* _DATA RECORDS_
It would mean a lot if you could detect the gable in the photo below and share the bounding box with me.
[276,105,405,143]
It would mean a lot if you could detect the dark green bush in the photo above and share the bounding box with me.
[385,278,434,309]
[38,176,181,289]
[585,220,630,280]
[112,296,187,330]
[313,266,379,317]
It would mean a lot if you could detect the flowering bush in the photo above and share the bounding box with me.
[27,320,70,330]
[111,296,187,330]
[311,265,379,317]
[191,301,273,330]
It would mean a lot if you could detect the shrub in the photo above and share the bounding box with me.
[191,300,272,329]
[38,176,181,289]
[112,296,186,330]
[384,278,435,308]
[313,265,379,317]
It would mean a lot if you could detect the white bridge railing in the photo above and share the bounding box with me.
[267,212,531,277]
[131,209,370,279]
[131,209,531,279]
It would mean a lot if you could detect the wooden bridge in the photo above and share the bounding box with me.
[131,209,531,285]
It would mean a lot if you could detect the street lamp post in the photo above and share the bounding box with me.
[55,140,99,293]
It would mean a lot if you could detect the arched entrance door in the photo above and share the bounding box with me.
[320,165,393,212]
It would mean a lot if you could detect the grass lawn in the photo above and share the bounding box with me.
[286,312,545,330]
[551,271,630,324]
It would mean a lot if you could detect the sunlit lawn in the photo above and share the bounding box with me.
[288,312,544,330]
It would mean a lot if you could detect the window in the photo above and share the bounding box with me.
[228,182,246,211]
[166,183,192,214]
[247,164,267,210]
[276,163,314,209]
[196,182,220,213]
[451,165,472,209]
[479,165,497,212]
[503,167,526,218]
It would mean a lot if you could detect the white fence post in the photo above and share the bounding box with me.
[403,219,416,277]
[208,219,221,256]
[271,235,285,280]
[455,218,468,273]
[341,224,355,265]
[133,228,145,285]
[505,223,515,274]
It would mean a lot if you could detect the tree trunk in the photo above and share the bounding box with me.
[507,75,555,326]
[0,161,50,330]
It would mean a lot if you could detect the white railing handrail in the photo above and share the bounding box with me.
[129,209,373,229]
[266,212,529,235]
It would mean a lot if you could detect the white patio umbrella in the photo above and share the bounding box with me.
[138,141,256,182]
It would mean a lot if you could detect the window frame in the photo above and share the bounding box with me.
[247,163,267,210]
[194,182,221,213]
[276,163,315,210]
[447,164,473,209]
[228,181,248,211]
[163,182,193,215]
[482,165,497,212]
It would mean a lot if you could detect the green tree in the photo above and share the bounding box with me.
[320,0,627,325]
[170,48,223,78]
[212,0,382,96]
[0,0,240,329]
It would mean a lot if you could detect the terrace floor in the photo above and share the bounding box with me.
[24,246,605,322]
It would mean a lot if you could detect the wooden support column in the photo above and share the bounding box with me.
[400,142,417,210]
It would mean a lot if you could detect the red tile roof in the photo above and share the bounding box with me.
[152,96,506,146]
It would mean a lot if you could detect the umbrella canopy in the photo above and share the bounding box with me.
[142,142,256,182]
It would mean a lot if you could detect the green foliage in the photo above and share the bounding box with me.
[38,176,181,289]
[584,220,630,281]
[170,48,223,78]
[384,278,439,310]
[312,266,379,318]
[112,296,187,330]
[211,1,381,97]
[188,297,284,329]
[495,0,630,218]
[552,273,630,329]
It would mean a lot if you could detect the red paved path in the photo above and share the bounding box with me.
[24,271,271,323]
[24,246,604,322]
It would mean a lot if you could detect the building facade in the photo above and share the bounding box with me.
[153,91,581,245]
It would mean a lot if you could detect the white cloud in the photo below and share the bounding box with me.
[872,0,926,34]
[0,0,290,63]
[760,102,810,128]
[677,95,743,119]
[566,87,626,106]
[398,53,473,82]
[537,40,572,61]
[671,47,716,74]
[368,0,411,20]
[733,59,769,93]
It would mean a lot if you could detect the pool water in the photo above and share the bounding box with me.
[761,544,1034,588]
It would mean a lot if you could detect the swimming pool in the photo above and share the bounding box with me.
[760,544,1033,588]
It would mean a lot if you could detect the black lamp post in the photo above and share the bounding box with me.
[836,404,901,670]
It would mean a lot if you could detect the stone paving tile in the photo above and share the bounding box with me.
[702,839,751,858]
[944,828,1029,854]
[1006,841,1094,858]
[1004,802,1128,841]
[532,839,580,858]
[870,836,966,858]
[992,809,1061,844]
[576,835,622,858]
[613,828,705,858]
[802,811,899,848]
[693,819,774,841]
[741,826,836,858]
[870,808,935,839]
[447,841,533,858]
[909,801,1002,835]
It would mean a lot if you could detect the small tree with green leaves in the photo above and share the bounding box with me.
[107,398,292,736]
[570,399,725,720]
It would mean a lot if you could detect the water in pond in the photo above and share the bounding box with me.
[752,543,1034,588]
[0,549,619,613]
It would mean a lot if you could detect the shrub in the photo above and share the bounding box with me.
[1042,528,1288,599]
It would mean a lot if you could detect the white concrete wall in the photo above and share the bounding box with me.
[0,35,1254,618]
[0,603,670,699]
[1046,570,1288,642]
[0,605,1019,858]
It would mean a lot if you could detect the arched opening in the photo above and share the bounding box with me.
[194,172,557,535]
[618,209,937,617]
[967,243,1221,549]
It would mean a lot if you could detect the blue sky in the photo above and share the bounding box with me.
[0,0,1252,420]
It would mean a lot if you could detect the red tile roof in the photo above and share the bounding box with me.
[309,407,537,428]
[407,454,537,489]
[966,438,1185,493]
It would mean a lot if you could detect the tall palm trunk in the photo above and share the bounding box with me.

* _WHAT THIS TASK INVOLVES_
Rewrite all of the lines above as a numbered list, leaving out any blank lines.

* _OUTPUT_
1. It would mean a lot if you could detect the gable in the photo below and share the bounding box with me.
2. [276,105,405,143]
3. It would mean a lot if you could detect the dark green bush in the photo above and share the bounding box with me.
4. [385,278,434,309]
5. [38,176,181,289]
6. [585,220,630,280]
7. [112,296,187,330]
8. [313,266,379,317]
9. It would mean a lot if you could detect the flowering bush in the photo above and share the bounding box with me.
10. [27,320,70,330]
11. [111,296,187,330]
12. [311,265,379,317]
13. [191,301,273,330]
14. It would mean a lot if you could detect the shrub in the photo above and share the bounding box with me.
15. [191,300,272,329]
16. [38,176,181,289]
17. [112,296,186,330]
18. [384,278,435,308]
19. [313,265,379,317]
20. It would mean a lot if you could detect the white bridge railing in the photo above and share the bounding box with me.
21. [267,212,531,277]
22. [131,209,370,279]
23. [131,209,531,279]
24. It would mean a lot if you could detect the wooden bridge in the photo above and share the bounding box with me.
25. [131,209,531,285]
26. It would mean a lot if you could detect the street lamp post in the photo above and share the bounding box with me.
27. [55,140,99,293]
28. It would mean a lot if you could detect the arched entrance door in the photo above and share the bounding box with me.
29. [320,165,393,212]
30. It would mean a lot if you could detect the grass lawn in the photo above and share the bounding box with me.
31. [286,312,545,330]
32. [551,271,630,324]
33. It would mean a lot if you could detect the sunlit lawn in the photo above and share the bounding box with me.
34. [288,312,544,330]
35. It would mean a lot if you could detect the window in the photo above and share the bounding box with me.
36. [228,182,246,211]
37. [166,183,192,214]
38. [247,164,267,210]
39. [276,163,314,209]
40. [196,182,220,213]
41. [451,165,472,209]
42. [479,165,497,212]
43. [503,167,526,218]
44. It would mean a lot if you could detect the white fence post in the photo above and share the bounding box with me.
45. [403,219,416,277]
46. [208,219,221,256]
47. [271,235,285,280]
48. [455,218,468,273]
49. [341,224,355,265]
50. [133,228,145,285]
51. [505,223,515,274]
52. It would mean a lot if you could detect the tree trunk in the photo above and share the bounding box with me.
53. [507,75,555,326]
54. [0,161,50,330]
55. It would mean a lot if you could detect the white railing handrail in the photo above and share the bounding box with me.
56. [129,209,373,229]
57. [266,212,529,235]
58. It would mean a lot if you could detect the white patio umbrella in the photo above and share the bounding box with me.
59. [138,141,256,182]
60. It would mean a lot if you could detect the window frame in the photo above and share the bounding box with me.
61. [247,163,267,210]
62. [194,182,221,213]
63. [276,163,315,210]
64. [447,164,473,209]
65. [228,181,248,211]
66. [163,182,193,215]
67. [482,165,497,212]
68. It would mean a lot if you could detect the green tree in the photo above and share the bounding box with me.
69. [320,0,627,325]
70. [170,48,223,78]
71. [212,0,382,96]
72. [0,0,240,329]
73. It would mean a lot if you could detect the terrace floor in the photo above and share the bounding box with me.
74. [24,246,605,322]
75. It would mean a lot if you could detect the wooden support column in the photo above and share the bounding box with me.
76. [400,142,417,210]
77. It would mean a lot if you could detect the red tile roof in the photo above and share the bounding box with me.
78. [152,96,506,146]
79. It would mean a lot if you could detect the umbrella canopy in the photo above and share the bounding box with me.
80. [142,142,256,182]
81. It would mean a lot if you could detect the green foliage in the photo above and share the bounding box with me.
82. [38,176,181,289]
83. [584,220,630,281]
84. [170,48,223,78]
85. [384,278,439,310]
86. [312,266,379,318]
87. [112,296,187,330]
88. [211,1,381,97]
89. [188,297,284,329]
90. [495,0,630,218]
91. [552,273,630,329]
92. It would mean a lot if you could detect the red paved path in the photo above and share the bounding box with me.
93. [24,271,271,323]
94. [24,246,604,322]
95. It would mean a lot if you could detect the building facade in the photo above and share the bounding box with me.
96. [153,91,581,245]
97. It would mean a lot if you could detect the white cloud in the photo below and share the bounding box with me.
98. [872,0,926,34]
99. [0,0,290,63]
100. [760,102,810,128]
101. [677,95,743,119]
102. [566,87,626,106]
103. [398,53,473,82]
104. [537,40,572,61]
105. [671,47,716,74]
106. [368,0,411,20]
107. [733,59,769,93]
108. It would mean a lot if you could detect the pool water in the photo above and share the bounding box with me.
109. [761,544,1034,588]
110. It would mean a lot if you could detect the swimming pool in the photo above and share the bounding box with me.
111. [760,544,1033,588]
112. It would mean a lot if you could detect the black lamp post in the photo above and share the bounding box with me.
113. [836,404,901,670]
114. It would mean a lot if you could detect the stone paving tile in the photo above and share the bounding box with me.
115. [702,839,751,858]
116. [944,828,1029,854]
117. [1006,841,1094,858]
118. [1004,802,1128,841]
119. [532,839,580,858]
120. [870,836,966,858]
121. [992,809,1061,844]
122. [576,835,622,858]
123. [613,828,705,858]
124. [802,811,899,848]
125. [693,819,774,841]
126. [741,826,836,858]
127. [870,808,935,839]
128. [447,841,533,858]
129. [909,801,1002,835]
130. It would mean a lot if you could detect the small tree with green leaves in the photo above and share the bounding box with me.
131. [107,398,292,736]
132. [570,399,725,720]
133. It would mean a lot if you could detect the water in pond in the photo above and share the bounding box with me.
134. [752,543,1034,588]
135. [0,549,619,613]
136. It would mean a lot if you could detect the shrub in the photo above and share the bounding box with me.
137. [1042,528,1288,599]
138. It would mean a lot if you could detect the white concrete wall in the photo above and share the bounding box with me.
139. [0,35,1254,618]
140. [0,603,670,699]
141. [1046,570,1288,642]
142. [0,605,1019,858]
143. It would mean a lot if you could detect the arched opening in the photo above and share the bounding box with me.
144. [194,172,557,535]
145. [618,209,937,617]
146. [967,243,1221,549]
147. It would mean a lot if you could detect the blue sky in the photo above and share the bounding box with me.
148. [0,0,1252,420]
149. It would mean a lot if you could detect the red tile roof in the photo above and share the bounding box with me.
150. [309,407,537,428]
151. [407,454,537,489]
152. [966,438,1185,493]
153. It would mean a lot if you could detect the tall palm trunk in the photo above and share the bounding box with me.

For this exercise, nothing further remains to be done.